§ DOCUMENT TEXT
start
In this section general model results, along with some model sensitivity tests, are presented. The behavior of the wind speed profiles from Eq. (25) and the numerical solution of (4) and (20), corresponding to the linearly varying with height eddy viscosity Kml and the turbulent kinetic energy (TKE)-dependent eddy viscosity Kmb, respectively, are investigated. The input parameters to the model are an upward-directed constant momentum flux τtot = −10−2 m2 s−2, a wave damping parameter β = −5 × 10−5 s−1, and a constant roughness length z0 = 10−5 m. We stress that these values have been chosen only to demonstrate the overall behavior. Realistic values will be discussed in more detail later. The monochromatic wave field is assumed to have a wave amplitude a = 1 m and a wavenumber k = 0.1 m−1, corresponding to a wave phase speed c = 9.9 m s−1, wave period T ≈ 6.3 s, and wavelength L ≈ 63 m.
end
§ PROBLEM DETAILS
Can you extend the passage on the wind speed profile model over waves, picking up right after its final sentence?

§ Stored items
start
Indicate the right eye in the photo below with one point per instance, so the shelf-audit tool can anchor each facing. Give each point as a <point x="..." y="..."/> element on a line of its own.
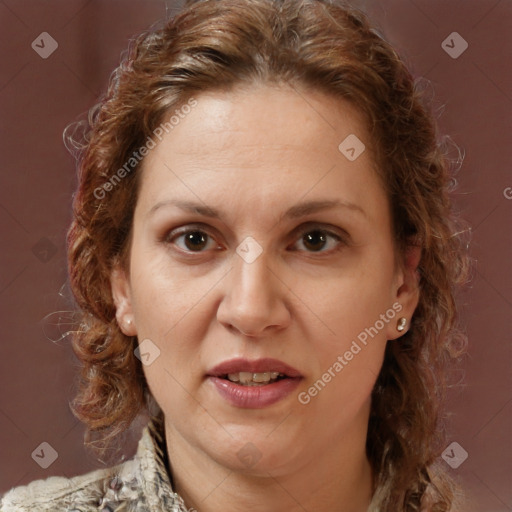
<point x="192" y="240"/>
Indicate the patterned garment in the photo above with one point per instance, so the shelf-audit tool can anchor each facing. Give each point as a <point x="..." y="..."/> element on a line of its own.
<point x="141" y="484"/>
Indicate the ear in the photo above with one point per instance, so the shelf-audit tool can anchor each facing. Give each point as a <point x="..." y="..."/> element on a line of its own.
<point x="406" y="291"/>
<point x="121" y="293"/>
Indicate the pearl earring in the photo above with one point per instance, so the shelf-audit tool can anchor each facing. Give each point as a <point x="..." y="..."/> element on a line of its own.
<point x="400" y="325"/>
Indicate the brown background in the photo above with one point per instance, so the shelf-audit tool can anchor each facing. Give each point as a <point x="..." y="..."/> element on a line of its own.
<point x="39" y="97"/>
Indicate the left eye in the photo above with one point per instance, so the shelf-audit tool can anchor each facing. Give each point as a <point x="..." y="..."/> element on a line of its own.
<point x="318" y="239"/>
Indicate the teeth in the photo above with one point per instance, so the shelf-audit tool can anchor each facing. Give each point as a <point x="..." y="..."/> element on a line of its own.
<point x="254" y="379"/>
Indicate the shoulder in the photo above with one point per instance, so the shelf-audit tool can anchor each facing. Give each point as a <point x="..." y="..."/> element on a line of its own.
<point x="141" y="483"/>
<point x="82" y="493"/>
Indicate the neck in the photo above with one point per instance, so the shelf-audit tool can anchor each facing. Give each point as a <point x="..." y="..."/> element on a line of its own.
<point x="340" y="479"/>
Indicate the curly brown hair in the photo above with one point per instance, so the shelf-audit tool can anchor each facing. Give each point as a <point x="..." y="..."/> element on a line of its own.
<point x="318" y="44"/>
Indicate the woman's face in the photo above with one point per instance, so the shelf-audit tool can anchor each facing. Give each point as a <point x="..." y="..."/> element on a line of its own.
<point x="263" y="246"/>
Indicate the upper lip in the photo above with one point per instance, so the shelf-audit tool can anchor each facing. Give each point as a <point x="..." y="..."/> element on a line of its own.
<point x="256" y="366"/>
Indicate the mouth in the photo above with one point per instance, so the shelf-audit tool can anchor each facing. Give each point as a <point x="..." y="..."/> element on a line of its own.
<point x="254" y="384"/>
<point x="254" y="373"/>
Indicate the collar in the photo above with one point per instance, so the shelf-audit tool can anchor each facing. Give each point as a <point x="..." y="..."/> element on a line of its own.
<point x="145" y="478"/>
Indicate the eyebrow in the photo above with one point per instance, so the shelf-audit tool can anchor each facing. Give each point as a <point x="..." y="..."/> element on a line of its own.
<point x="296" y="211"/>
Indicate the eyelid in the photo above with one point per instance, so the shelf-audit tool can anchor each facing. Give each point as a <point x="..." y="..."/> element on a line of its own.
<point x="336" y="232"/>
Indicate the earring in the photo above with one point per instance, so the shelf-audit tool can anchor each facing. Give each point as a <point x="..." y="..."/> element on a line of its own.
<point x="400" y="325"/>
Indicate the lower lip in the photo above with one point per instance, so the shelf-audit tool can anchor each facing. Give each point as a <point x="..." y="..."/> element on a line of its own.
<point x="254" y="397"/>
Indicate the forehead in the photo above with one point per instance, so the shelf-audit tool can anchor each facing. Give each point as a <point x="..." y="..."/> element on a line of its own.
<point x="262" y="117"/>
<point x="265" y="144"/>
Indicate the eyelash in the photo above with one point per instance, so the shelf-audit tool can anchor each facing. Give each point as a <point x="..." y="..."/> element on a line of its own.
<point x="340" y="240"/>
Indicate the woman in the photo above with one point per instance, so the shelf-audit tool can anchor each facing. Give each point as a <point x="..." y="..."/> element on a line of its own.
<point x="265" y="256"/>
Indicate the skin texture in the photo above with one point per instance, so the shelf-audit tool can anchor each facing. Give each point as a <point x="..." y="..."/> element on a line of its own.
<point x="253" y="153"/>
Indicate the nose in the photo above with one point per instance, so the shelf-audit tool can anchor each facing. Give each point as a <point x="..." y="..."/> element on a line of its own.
end
§ RESPONSE TO THE EXERCISE
The two wind speed profiles, corresponding to the two eddy viscosity formulations, are shown in Fig. 2. Note that in most of the figures presented here, the x axis starts below zero to highlight gradients close to the surface. Additional thin lines have been added to the figures to mark zero. A distinctive wave-induced low-level wind jet (or wind maximum) in the surface MABL, for both eddy viscosities, can be seen in Fig. 2a. The wind profile calculated using the Kml eddy viscosity (dashed line) has a more pronounced bulge and a higher wind speed at the wind maximum (jet strength) compared with the profile evaluated with the Kmb eddy viscosity (dotted–dashed line). The heights of the wind maxima are the same for both cases (z ≈ 3 m). The wind speeds at the jet are 3.6 and 2.5 m s−1 for the Kml and Kmb eddy viscosities, respectively. Figure 2b shows the two wind speed profiles for the entire MABL, normalized by the background flow UB. The height of the boundary layer is assumed to be 200 m, and the background flow is the wind speed at that height. The wave-induced wind speed departures from UB at low levels can be seen for both eddy viscosity formulations. Above the jet the wind speed reduces smoothly to the background flow in both profiles. This feature is in qualitative agreement with the LES predictions from Sullivan et al. (2008).

Fig. 2.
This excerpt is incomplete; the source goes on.